Genetic algorithms are search and optimization algorithms based on the principles of natural evolution, first introduced by John Holland in 1970. It is majorly used as an optimization technique to find the best possible output. It tries to mimic the concept of human evolution by modifying a set of individuals called a population, followed by a random selection of parents from this population to carry out reproduction in the form of mutation and crossover. This produces a new generation and the process continues till the stopping condition is met.
The whole idea behind the algorithm is based on the fact that ‘good’ parents produce ‘good’ offspring which causes the algorithm to converge to an optimal value over time. Since it is a randomized algorithm, we can expect it to converge to the global optimal value.
Here we are using Genetic Algorithm to find the top N features in a dataset.
Breast Cancer Wisconsic(Diagnostic) Dataset(https://archive.ics.uci.edu/ml/datasets/Breast+Cancer+Wisconsin+%28Diagnostic%29)
Cross-validation F1 score from an MLPClassifier() model trained on the solution subset.

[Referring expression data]

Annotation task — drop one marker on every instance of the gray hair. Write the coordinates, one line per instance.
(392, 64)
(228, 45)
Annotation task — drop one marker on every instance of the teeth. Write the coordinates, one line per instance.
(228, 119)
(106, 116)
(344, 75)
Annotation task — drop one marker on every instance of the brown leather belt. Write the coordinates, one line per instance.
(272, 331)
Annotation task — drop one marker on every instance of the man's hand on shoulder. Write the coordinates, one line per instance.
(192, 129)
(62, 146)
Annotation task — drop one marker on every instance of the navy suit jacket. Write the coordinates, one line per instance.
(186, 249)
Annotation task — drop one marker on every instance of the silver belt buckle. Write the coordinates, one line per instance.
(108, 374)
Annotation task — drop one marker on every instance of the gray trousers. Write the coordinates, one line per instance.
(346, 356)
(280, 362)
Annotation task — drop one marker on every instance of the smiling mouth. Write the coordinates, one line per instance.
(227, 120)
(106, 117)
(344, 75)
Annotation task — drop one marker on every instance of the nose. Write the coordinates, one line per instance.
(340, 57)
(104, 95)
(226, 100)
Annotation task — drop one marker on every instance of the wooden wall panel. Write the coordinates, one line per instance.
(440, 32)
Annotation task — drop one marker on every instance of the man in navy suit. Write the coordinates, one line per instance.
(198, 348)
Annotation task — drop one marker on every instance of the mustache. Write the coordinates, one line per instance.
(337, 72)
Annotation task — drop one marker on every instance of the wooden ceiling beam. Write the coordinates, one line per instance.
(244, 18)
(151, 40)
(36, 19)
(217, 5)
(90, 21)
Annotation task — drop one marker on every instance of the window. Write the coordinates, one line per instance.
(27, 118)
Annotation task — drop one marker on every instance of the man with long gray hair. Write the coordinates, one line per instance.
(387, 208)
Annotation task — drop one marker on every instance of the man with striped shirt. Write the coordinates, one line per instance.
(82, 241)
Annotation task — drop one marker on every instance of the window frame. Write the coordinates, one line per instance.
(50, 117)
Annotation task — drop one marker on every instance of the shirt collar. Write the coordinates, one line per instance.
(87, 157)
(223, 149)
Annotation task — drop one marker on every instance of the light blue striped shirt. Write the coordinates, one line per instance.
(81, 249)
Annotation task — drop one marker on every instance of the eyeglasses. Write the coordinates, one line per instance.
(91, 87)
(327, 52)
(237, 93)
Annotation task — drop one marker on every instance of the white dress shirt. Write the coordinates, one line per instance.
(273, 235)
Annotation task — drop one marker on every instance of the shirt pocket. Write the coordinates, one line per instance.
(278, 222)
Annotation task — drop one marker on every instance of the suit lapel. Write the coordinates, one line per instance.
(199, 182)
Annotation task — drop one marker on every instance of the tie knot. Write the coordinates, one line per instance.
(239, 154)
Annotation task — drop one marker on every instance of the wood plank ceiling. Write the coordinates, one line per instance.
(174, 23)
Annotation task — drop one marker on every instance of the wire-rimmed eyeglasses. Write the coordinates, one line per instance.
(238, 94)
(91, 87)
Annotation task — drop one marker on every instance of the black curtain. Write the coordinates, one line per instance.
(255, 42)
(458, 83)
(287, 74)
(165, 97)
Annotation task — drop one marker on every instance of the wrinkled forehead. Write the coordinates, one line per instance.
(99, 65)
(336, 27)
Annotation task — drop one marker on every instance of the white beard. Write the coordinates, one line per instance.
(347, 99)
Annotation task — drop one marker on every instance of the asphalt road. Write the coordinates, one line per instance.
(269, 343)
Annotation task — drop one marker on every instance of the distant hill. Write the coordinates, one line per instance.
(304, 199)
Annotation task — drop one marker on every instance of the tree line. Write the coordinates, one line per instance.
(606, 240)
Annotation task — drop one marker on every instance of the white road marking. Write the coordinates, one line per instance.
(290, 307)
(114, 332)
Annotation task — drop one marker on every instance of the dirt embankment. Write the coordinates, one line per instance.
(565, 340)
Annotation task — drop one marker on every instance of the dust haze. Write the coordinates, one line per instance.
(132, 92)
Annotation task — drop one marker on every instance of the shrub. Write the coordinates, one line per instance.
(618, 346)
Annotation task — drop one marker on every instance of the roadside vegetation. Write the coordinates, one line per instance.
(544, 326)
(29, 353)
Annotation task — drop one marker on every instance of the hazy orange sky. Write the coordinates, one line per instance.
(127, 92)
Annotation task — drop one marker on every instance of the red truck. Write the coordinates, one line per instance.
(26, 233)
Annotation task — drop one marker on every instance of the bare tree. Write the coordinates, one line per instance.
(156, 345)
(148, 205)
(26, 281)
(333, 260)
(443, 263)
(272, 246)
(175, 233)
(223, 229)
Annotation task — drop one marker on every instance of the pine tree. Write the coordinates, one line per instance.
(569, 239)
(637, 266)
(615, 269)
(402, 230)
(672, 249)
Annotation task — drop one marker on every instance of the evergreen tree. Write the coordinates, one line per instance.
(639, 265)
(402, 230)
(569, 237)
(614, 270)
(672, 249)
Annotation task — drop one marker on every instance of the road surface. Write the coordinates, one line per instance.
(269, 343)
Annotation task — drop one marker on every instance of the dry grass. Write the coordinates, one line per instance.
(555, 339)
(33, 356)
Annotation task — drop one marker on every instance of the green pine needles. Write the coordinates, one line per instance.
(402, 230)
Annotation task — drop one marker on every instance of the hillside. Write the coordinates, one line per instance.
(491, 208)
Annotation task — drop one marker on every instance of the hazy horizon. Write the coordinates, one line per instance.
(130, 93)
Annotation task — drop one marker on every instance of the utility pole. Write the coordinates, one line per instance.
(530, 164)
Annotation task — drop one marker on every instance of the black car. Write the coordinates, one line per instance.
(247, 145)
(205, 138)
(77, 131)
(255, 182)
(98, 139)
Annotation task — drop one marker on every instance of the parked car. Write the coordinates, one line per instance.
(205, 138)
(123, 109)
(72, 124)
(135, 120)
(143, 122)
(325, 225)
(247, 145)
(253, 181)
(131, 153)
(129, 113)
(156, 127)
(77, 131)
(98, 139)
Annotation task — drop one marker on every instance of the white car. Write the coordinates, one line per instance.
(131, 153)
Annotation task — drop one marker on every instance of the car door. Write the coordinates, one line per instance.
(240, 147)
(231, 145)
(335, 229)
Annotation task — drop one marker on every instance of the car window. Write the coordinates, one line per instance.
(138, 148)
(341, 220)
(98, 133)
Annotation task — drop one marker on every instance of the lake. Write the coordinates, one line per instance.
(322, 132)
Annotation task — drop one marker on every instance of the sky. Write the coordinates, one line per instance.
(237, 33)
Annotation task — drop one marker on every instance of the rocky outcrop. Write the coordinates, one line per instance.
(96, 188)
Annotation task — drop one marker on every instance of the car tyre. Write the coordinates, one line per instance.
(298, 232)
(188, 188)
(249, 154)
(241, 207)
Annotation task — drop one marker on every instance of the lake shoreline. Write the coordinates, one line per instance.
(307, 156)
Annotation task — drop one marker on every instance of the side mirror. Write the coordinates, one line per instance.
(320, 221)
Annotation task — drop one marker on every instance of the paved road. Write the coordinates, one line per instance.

*Work task A*
Please reproduce the genetic algorithm text word for word, everything from "Genetic algorithms are" down to "global optimal value.".
*Work task B*
Using the genetic algorithm text, decide whether each statement agrees with it: (i) Genetic algorithms were first introduced by John Holland in 1970. (ii) Here the algorithm is applied to finding the top N features in a dataset. (iii) Parents are chosen from the population in a fixed order. Answer yes or no for each, quoting the words that decide it.
These rows were drawn from a different source than the text above them.

*Your response A*
Genetic algorithms are search and optimization algorithms based on the principles of natural evolution, first introduced by John Holland in 1970. It is majorly used as an optimization technique to find the best possible output. It tries to mimic the concept of human evolution by modifying a set of individuals called a population, followed by a random selection of parents from this population to carry out reproduction in the form of mutation and crossover. This produces a new generation and the process continues till the stopping condition is met.
The whole idea behind the algorithm is based on the fact that ‘good’ parents produce ‘good’ offspring which causes the algorithm to converge to an optimal value over time. Since it is a randomized algorithm, we can expect it to converge to the global optimal value.

*Your response B*
(i) Yes: "first introduced by John Holland in 1970"
(ii) Yes: "Here we are using Genetic Algorithm to find the top N features in a dataset."
(iii) No: "a random selection of parents from this population"